- _Activity_
Beginning with the first line, return the material verbatim and without pictures.

- _Dataset entries_
——————————

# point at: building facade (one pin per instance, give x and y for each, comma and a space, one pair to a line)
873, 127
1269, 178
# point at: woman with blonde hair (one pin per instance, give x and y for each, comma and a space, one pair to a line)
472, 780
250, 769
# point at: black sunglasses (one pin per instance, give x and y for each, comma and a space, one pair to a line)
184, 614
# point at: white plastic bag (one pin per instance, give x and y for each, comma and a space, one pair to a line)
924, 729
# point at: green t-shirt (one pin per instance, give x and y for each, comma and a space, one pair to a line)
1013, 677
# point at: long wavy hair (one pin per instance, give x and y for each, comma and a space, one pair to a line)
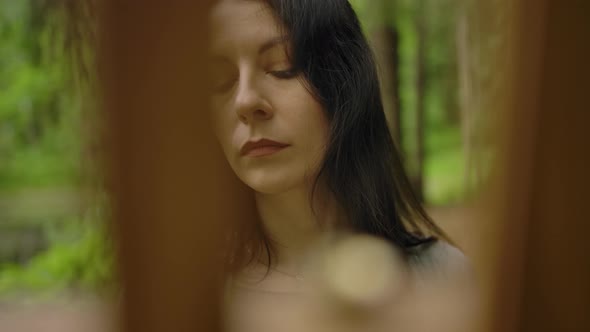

——————————

- _Exercise solution_
# point at: building facade (one pin per instance, give x and y for each, comma and a space, one pair to a line)
873, 127
1269, 178
# point at: woman with blonde hair (one pin per instance, give x and y for each, comma and a space, one pair to a line)
472, 780
250, 769
# point at: black sunglasses (one pin per instance, give x and y for each, comma and a space, one pair to a line)
184, 614
# point at: white plastic bag (one pin per instance, give x and y for each, comma and a space, one pair to a line)
924, 729
# point at: green t-shirt (one pin per instance, give x and y for each, comma and a space, one pair to a line)
1013, 677
# point at: long wavy hair (one pin per instance, give x and y for each, comma and a space, one pair to a line)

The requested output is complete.